━━━━━ DOCUMENT SECTION ━━━━━

Life on Tapp: You would've thought society might have learned its lesson
Blaise Tapp writes: After a freakishly warm start to the month, October ended in a 10 day downpour for large parts of the country, reminding us all that winter is fast approaching. The shorts are packed away until next March probably and the anoraks are hardly given enough time to dry out before they are thrown back on again.
The real giveaway, however, that the temperatures outside are dropping is the fact that nearly every person I know either has a cold or is on the long road to recovery from one. As recently as a year ago, the fact that loved ones or colleagues were getting through a box of mansize tissues at great speed would be a cause for alarm. But, for the first time in three-and-a-half years, you can now cough in confined spaces without a stranger fixing you with a death stare.
The other day I sneezed - into the crook of my arm of course - while I was browsing in the middle aisle at my local discount German supermarket and rather than run off screaming or whack me with her bag for life, a lady no more than a few yards away simply said ‘bless you’.
How times have changed. While it was once unwritten law to bless everyone, stranger or otherwise, who sneezed within hearing distance, it did appear to go out of fashion following the dawn of a worldwide pandemic because the default response to any cold-like ailment at the time was sheer panic. To be fair, things weren’t helped by anyone who coughed or sniffed back then insisting ‘don’t worry, it’s not Covid’.
Fast forward to Autumn 2023 and the reaction to other people’s sniffles is now bordering on indifference - I recently spent four long hours trapped in an overcrowded train carriage where the awkward silence was punctuated by the type of persistent coughs we were once so wary of, not to mention the nauseating sound of various people clearing their throats.
It did cross my mind that some of my unwell fellow travellers might have Covid but what was I going to do - lock myself in the train’s loo for 200 odd miles or get off at Stafford and wait for the next jam packed train to take me home?
Like the majority of the population, it wasn’t that long ago that I would feel that I had some protection from other people’s germs by wearing a face mask, which a significant number continued to wear for a while after it stopped being mandatory.
But I don’t think any amount of unsolicited contact with ill folk would be enough to make most people want to dig face masks out of their sock drawers or from the back of the cupboard where we keep our shopping bags. It doesn’t matter that in other parts of the world, wearing a mask in public places has long been normal practice, but not here. We would rather catch something than let others think that we might be one of those eccentric types.
Covid is no longer the emergency it once was but, like we were told, it hasn’t gone away and people are still dying with it, although in far smaller numbers than they once were. But, you would've thought that society might have learned its lesson and that we would all exercise the caution that we once showed in abundance but visit any gent’s toilets and I will guarantee that you will witness at least one dirty devil exit without troubling the tap or soap. Covid or not, that’s a basic lack of hygiene that isn’t going to help anybody.
The memories of the bleakest period in recent history clearly aren’t enough to stop many from thinking of only themselves.

━━━━━

- _EXERCISES_:
• a. In the column, how long did the writer spend in the overcrowded train carriage?
• b. Transcribe the column's text, starting at "Life on Tapp: You" and ending at "a death stare.".

━━━━━ GIVEN RECORDS ━━━━━

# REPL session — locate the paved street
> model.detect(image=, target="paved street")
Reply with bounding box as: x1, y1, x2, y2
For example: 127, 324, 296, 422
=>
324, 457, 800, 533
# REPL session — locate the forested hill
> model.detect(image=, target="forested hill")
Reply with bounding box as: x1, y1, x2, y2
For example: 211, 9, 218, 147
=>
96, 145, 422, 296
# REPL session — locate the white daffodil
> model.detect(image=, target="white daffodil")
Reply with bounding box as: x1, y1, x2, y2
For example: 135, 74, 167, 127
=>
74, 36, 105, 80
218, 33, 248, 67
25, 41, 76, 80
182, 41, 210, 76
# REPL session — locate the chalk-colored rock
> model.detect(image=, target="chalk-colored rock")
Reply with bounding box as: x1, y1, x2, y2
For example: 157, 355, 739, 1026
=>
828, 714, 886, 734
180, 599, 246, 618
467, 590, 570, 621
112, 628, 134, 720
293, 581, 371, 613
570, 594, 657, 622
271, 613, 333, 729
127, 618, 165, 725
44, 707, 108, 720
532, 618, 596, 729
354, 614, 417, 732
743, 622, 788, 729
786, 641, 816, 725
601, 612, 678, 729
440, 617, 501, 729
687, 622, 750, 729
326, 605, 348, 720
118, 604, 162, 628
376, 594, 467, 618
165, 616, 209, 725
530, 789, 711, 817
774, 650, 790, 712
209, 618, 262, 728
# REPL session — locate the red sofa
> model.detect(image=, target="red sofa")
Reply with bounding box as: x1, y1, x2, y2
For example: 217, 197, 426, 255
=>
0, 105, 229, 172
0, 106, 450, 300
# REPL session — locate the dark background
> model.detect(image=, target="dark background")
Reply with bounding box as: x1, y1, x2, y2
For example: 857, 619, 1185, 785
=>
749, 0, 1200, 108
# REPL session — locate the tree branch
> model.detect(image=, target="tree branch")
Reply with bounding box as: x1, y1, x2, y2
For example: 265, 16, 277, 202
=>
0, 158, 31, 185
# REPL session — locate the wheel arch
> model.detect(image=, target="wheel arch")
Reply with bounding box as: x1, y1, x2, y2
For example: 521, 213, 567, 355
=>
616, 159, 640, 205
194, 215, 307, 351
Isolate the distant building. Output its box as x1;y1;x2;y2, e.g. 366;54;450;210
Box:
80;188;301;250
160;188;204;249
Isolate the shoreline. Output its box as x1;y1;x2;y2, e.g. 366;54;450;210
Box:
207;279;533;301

━━━━━

- _TASK-BY-TASK SOLUTIONS_:
• a. Four hours.

• b.
Life on Tapp: You would've thought society might have learned its lesson
Blaise Tapp writes: After a freakishly warm start to the month, October ended in a 10 day downpour for large parts of the country, reminding us all that winter is fast approaching. The shorts are packed away until next March probably and the anoraks are hardly given enough time to dry out before they are thrown back on again.
The real giveaway, however, that the temperatures outside are dropping is the fact that nearly every person I know either has a cold or is on the long road to recovery from one. As recently as a year ago, the fact that loved ones or colleagues were getting through a box of mansize tissues at great speed would be a cause for alarm. But, for the first time in three-and-a-half years, you can now cough in confined spaces without a stranger fixing you with a death stare.